**GESTELLTE AUFGABE 1**.
Wie lässt sich der Konzertbericht über Paul Simon in zwei Sätzen zusammenfassen?
**GESTELLTE AUFGABE 2**.
Kannst du aus dem Konzertbericht über Paul Simon den Abschnitt wortgetreu wiedergeben, beginnend bei „New Yorker Coolness und“ und endend bei „seltenen Konzerttourneen aufbricht.“?
**GESTELLTE AUFGABE 3**.
Was folgt im Konzertbericht über Paul Simon auf den letzten Satz? Setze den Bericht von dort aus fort.

**TEXTAUSSCHNITT**.
Paul Simon live: Frag die Engel

New Yorker Coolness und Südstaaten-Lässigkeit: Paul Simon in der Zitadelle Spandau

Von Jörg Wunder

Grenzen sind dazu da, um überwunden zu werden. Für die Musik von Paul Simon gilt das spätestens seit „Graceland“, jener Platte aus dem Jahr 1986, für die er sich gegen alle Kritik über den Kulturboykott des Apartheid-Regimes hinwegsetzte und mit südafrikanischen Musikern zusammenarbeitete. Das Resultat war nicht nur eine bis in die Gegenwart wirkende Verschmelzung afrikanischer und amerikanischer Pop-Traditionen, sondern auch der Beginn einer wunderbaren Partnerschaft. Der Bassist Bakithi Kumalo, geboren in Soweto, ist seit einem Vierteljahrhundert immer wieder ein zuverlässiger Begleiter, wenn Paul Simon zu seinen seltenen Konzerttourneen aufbricht.

Auch in der abendlich besonnten Zitadelle Spandau stehen beide im Zentrum des Geschehens: vorne Simon, bleich wie ein Geist, die Augen hinter einer Sonnenbrille, aber topfit und jeder seiner 155 Zentimeter stolze New Yorker Coolness. Schräg hinter ihm der keinen Millimeter größere Kumalo, der mit flinken Knubbelfingern über den bundlosen E-Bass wieselt. Um beide gruppieren sich sieben weitere Musiker, die eine unüberschaubare Vielfalt von Instrumenten bedienen.

(Einträge zur Beschriftung von Objektpositionen)
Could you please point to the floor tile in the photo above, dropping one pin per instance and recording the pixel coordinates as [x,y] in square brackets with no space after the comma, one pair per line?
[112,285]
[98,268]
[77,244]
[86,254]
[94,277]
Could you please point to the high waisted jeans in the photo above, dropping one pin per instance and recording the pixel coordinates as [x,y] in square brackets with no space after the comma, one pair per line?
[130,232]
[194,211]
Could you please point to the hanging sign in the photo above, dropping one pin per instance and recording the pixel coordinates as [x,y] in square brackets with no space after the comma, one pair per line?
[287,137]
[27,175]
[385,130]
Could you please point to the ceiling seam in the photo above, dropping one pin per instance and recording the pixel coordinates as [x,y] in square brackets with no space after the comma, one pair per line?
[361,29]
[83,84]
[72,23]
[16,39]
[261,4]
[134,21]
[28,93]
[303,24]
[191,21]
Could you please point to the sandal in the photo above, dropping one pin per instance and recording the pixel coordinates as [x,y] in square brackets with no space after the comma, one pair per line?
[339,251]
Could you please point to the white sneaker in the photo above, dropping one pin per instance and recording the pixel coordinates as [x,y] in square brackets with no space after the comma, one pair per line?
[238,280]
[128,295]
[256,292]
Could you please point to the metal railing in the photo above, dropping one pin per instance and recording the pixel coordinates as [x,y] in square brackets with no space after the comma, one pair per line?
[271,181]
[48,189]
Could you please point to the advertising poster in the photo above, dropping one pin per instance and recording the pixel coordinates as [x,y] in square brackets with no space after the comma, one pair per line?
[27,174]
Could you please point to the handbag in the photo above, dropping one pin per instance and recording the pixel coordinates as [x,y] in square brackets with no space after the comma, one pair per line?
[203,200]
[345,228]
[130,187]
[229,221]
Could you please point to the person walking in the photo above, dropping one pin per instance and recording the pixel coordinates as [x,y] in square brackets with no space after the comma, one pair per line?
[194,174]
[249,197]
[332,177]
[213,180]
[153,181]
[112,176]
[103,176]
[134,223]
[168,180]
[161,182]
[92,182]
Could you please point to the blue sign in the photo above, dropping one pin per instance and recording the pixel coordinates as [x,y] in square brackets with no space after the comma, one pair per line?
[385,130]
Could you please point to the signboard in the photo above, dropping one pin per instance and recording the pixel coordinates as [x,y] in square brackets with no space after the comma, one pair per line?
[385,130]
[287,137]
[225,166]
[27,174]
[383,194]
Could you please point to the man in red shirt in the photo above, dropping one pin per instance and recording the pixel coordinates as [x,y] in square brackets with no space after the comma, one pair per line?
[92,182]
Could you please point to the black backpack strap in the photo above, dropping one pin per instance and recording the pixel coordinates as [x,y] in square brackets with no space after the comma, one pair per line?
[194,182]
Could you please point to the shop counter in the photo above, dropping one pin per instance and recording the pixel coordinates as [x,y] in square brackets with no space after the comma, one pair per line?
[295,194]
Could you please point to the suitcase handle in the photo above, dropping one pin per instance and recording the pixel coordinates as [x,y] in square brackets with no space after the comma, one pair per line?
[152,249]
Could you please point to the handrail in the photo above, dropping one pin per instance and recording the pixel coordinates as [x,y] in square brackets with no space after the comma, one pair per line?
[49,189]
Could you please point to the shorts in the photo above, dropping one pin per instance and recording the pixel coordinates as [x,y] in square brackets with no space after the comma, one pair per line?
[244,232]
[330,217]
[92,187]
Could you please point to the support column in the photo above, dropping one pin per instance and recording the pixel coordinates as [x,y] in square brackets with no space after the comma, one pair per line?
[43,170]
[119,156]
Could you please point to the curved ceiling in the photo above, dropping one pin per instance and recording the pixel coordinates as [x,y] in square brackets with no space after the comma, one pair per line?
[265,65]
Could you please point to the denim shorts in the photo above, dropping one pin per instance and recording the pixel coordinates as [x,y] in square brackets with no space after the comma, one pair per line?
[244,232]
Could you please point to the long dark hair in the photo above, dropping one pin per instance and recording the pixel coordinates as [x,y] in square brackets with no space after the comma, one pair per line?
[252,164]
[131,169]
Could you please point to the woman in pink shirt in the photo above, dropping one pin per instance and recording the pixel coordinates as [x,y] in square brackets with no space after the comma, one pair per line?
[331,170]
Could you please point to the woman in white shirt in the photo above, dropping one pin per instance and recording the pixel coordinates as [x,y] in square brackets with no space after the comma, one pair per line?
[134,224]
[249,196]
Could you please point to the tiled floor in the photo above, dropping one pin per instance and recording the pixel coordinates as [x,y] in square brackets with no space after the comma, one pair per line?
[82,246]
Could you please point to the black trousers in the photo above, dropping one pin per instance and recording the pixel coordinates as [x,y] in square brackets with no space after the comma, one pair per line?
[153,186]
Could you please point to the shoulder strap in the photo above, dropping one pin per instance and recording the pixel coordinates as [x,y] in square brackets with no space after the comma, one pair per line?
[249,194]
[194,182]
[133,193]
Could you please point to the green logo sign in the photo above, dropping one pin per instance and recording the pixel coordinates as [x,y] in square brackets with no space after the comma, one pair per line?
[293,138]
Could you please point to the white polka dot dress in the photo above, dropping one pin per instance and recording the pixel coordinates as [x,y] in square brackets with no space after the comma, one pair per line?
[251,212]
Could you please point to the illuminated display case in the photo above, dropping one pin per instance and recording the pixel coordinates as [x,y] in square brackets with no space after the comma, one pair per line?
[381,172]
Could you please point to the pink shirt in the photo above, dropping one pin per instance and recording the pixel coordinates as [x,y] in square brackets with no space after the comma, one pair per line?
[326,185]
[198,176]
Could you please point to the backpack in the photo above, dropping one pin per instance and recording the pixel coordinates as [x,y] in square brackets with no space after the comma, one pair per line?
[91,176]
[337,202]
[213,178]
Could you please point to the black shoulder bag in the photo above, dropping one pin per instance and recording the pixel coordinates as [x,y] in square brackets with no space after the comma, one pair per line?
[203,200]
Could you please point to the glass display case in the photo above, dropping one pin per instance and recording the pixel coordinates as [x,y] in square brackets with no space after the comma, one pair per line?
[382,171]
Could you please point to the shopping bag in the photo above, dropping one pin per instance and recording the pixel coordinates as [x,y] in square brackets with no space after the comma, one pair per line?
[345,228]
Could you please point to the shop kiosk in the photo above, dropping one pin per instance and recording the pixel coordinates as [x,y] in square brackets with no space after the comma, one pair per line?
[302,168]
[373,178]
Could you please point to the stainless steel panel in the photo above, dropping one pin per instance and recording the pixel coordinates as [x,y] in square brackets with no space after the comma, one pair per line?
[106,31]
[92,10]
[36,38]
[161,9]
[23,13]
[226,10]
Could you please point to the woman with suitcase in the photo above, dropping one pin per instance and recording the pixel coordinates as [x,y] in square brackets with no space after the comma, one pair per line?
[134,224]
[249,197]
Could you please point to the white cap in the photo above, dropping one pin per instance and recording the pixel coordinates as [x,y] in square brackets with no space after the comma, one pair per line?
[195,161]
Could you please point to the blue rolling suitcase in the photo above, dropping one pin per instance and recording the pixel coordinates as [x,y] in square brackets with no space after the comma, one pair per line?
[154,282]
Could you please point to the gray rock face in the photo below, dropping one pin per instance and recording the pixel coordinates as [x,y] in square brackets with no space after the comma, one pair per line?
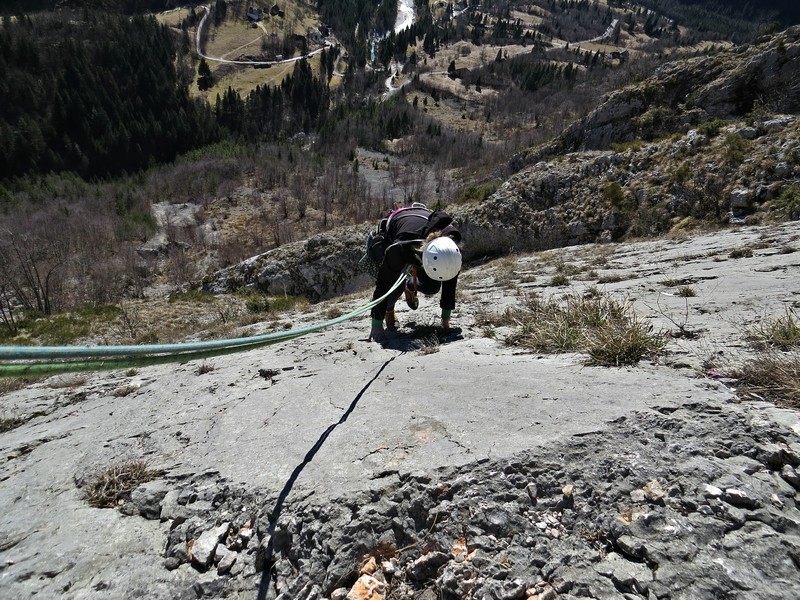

**ENDERGEBNIS 1**.
Seit der Platte „Graceland“ von 1986, für die sich Paul Simon über den Kulturboykott des Apartheid-Regimes hinwegsetzte und mit südafrikanischen Musikern zusammenarbeitete, begleitet ihn der in Soweto geborene Bassist Bakithi Kumalo immer wieder auf seinen seltenen Konzerttourneen. Auch in der Zitadelle Spandau stehen beide im Zentrum des Geschehens, umgeben von sieben weiteren Musikern mit einer unüberschaubaren Vielfalt von Instrumenten.

**ENDERGEBNIS 2**.
New Yorker Coolness und Südstaaten-Lässigkeit: Paul Simon in der Zitadelle Spandau

Von Jörg Wunder

Grenzen sind dazu da, um überwunden zu werden. Für die Musik von Paul Simon gilt das spätestens seit „Graceland“, jener Platte aus dem Jahr 1986, für die er sich gegen alle Kritik über den Kulturboykott des Apartheid-Regimes hinwegsetzte und mit südafrikanischen Musikern zusammenarbeitete. Das Resultat war nicht nur eine bis in die Gegenwart wirkende Verschmelzung afrikanischer und amerikanischer Pop-Traditionen, sondern auch der Beginn einer wunderbaren Partnerschaft. Der Bassist Bakithi Kumalo, geboren in Soweto, ist seit einem Vierteljahrhundert immer wieder ein zuverlässiger Begleiter, wenn Paul Simon zu seinen seltenen Konzerttourneen aufbricht.

**ENDERGEBNIS 3**.
Denn dies ist, das stellt schon der von den 2 800 Zuschauern bejubelte Opener „The Boy in the Bubble“ mit polyrhythmischer Komplexität klar, kein Altherrenabend. Paul Simon, der im Oktober 70 wird, ist kein Rockrentner, der gemütlich sein musikalisches Vermächtnis verwaltet, sondern immer noch ein Suchender. Das jüngste Album „So beautiful or so what“ mag seinem Lebenswerk nur Nuancen hinzufügen, aber auf der Bühne fallen die neuen Stücke gegenüber den Klassikern nicht ab: Das mit hitzeflirrender Südstaaten-Lässigkeit getränkte „Dazzling Blue“, der suggestiv groovende Titelsong oder die hauchzarte, fast im Lärm der von Tegel startenden Flugzeuge untergehende Ballade „Questions for the Angels“ genügen höchsten Erwartungen.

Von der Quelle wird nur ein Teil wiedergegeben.